» What the exercise asks
Every line below should be duplicated exactly.

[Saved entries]
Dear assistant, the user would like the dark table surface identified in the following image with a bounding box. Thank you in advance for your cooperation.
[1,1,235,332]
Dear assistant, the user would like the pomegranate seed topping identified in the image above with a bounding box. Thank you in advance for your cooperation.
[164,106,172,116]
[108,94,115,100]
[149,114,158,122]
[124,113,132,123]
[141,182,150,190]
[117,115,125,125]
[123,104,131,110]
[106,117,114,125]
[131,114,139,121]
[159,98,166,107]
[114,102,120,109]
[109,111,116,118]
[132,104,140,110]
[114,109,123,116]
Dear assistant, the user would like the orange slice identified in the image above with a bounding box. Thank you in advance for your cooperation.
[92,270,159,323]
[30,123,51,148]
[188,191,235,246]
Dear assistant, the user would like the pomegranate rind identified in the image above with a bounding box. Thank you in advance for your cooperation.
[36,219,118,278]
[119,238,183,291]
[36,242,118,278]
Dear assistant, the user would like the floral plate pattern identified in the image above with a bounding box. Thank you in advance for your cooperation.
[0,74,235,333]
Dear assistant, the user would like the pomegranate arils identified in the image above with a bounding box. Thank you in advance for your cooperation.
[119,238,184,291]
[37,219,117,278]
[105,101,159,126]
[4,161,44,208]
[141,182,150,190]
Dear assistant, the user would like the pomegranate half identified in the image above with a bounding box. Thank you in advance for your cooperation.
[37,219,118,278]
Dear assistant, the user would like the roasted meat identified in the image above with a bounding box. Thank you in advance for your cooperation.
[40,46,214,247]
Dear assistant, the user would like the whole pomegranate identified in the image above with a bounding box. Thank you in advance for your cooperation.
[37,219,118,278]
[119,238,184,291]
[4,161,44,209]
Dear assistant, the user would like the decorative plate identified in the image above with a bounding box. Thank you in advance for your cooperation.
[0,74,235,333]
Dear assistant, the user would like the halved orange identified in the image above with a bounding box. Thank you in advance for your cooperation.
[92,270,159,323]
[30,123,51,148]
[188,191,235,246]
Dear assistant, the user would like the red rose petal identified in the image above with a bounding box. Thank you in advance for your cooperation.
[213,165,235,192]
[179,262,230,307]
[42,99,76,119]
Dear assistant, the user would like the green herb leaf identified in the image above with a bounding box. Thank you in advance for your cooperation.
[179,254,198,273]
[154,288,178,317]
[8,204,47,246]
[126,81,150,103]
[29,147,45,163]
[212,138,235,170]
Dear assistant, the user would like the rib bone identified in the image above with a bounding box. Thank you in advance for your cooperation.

» Task solution
Dear assistant, the user would like the dark table surface identified in the following image with a bounding box. Thank you in advance for your cooperation.
[1,1,235,332]
Dear assistant, the user would like the pomegranate seed topping identified in the image above with a bounding box. Thank you in advance for your cooperation.
[164,106,172,116]
[108,94,115,100]
[149,114,158,122]
[124,113,132,123]
[141,182,150,190]
[117,115,125,125]
[123,104,131,110]
[106,117,114,125]
[131,114,139,121]
[159,98,166,107]
[114,102,120,109]
[109,111,116,118]
[132,104,140,110]
[114,109,123,116]
Dear assistant, the user would like the orange slice identified in the image above with a bounding box. Thank you in advance for your cooperation.
[92,270,159,323]
[30,123,51,148]
[188,191,235,246]
Dear assistant, the user would like the pomegranate rind identified in the image above with a bounding box. Thank you in advance for your cooperation.
[36,219,118,278]
[119,238,183,291]
[36,242,118,278]
Dear assistant, the user would like the floral plate pattern identified in the image above with a bounding box. Thank you in advance for your cooperation.
[0,74,235,333]
Dear assistant, the user would like the pomegranate arils identified in the image above with a bounding box. Thank you in advance for your cooperation.
[119,238,184,291]
[37,219,117,278]
[105,101,159,126]
[4,161,44,208]
[141,182,150,190]
Dear assistant, the user would like the pomegranate half identified in the image above with a bounding box. Thank you in advance for your cooperation.
[37,219,118,278]
Dear assistant, the user would like the roasted meat identified in the image above with a bounding box. Thank you in advance for your cooperation.
[40,46,214,247]
Dear assistant, the user would like the whole pomegranate identified in the image above with a bounding box. Thank you in advance for your cooperation.
[37,219,118,278]
[119,238,184,291]
[4,161,44,209]
Dear assistant, the user would like the decorative plate identified in the image above with a bounding box. Thank you in advance for your cooperation.
[0,74,235,333]
Dear assistant, the user would like the halved orange identified in the image above with a bounding box. Thank you in advance for your cooperation.
[92,270,159,323]
[30,123,51,148]
[188,191,235,246]
Dear assistant, the user would like the red rose petal identified in the image above with a bounding box. Thank you in advance for your cooperation.
[213,165,235,192]
[179,262,230,307]
[42,99,76,119]
Dear assistant, the user would like the green herb leaf identified in the image above with a bounding box. Thank you in advance for your cooperation.
[179,254,198,273]
[154,288,178,317]
[8,204,47,246]
[126,81,150,103]
[29,147,45,163]
[212,138,235,170]
Dear assistant, the user would like the rib bone identified in the image above with a bounding box. Thank you in advance for your cooperation.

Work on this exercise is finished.